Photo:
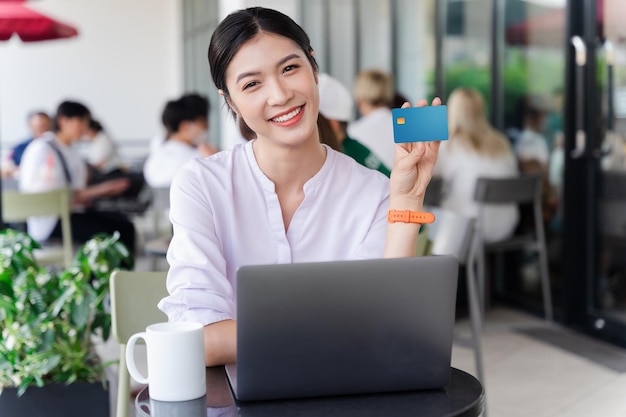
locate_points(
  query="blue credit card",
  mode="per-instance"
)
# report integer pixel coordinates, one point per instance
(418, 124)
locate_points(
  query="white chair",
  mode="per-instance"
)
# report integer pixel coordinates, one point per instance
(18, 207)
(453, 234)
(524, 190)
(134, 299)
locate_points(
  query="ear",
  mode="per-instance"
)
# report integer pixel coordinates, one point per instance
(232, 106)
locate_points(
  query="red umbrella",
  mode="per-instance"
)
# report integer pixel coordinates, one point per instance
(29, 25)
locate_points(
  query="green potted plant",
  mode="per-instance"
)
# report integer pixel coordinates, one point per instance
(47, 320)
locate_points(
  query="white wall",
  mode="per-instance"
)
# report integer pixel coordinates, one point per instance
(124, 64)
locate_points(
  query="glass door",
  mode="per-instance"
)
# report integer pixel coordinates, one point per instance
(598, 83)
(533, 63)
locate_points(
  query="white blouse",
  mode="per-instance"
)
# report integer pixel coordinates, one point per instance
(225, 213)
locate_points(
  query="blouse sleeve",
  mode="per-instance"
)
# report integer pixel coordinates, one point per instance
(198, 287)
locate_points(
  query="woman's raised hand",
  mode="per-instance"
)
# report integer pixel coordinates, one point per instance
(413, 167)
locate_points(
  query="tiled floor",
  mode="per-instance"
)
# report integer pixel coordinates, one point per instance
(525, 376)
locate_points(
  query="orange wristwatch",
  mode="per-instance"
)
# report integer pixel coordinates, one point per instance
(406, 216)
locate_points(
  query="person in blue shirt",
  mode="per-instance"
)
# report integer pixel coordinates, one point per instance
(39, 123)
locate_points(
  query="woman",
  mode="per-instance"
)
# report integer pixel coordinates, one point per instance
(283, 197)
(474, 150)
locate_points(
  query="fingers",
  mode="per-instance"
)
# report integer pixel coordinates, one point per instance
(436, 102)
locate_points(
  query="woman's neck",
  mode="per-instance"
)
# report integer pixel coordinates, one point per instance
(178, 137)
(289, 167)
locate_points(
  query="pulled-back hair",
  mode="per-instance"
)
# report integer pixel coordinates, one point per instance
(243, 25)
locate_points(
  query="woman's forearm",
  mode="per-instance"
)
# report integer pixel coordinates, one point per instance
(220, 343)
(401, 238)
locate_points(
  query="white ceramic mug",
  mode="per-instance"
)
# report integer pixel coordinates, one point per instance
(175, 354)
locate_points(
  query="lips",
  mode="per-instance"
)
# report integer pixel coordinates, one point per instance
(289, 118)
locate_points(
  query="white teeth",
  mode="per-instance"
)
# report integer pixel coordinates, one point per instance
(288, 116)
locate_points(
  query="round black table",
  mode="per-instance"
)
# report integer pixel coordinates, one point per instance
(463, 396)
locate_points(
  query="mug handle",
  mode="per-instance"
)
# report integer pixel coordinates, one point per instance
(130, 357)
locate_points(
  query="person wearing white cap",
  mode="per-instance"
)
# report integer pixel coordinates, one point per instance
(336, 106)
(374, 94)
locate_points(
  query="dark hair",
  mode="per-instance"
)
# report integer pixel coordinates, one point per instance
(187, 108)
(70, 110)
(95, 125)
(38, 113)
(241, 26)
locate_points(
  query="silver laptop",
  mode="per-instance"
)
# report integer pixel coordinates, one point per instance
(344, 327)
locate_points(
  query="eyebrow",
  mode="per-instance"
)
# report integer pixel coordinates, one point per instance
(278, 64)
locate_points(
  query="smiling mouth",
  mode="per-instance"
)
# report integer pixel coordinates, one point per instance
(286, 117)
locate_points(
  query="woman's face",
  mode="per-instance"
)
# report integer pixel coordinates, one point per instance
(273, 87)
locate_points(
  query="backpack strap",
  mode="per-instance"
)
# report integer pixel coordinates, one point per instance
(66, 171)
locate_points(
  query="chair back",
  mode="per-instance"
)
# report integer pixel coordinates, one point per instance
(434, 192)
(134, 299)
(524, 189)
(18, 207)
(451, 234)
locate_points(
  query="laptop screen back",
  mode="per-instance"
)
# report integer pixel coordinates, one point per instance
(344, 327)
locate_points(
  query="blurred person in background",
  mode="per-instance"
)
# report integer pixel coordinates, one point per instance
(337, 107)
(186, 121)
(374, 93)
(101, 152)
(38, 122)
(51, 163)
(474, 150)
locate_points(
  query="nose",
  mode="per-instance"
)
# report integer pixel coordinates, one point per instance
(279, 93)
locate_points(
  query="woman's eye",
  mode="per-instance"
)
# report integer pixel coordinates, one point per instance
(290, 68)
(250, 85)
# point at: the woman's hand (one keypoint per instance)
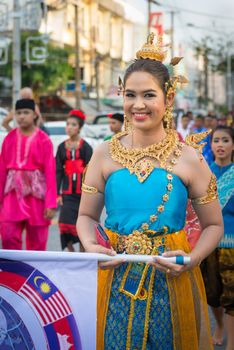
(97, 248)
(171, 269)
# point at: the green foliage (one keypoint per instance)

=-=-=

* What the exercise asks
Exclude the pictures, and output exactly the lines from the one with "# point at: the woman's" through the last line of the records, both included.

* Solution for this problem
# point at: the woman's hand (one keypoint per instance)
(97, 248)
(171, 269)
# point at: the green foliage (one keypoint per instance)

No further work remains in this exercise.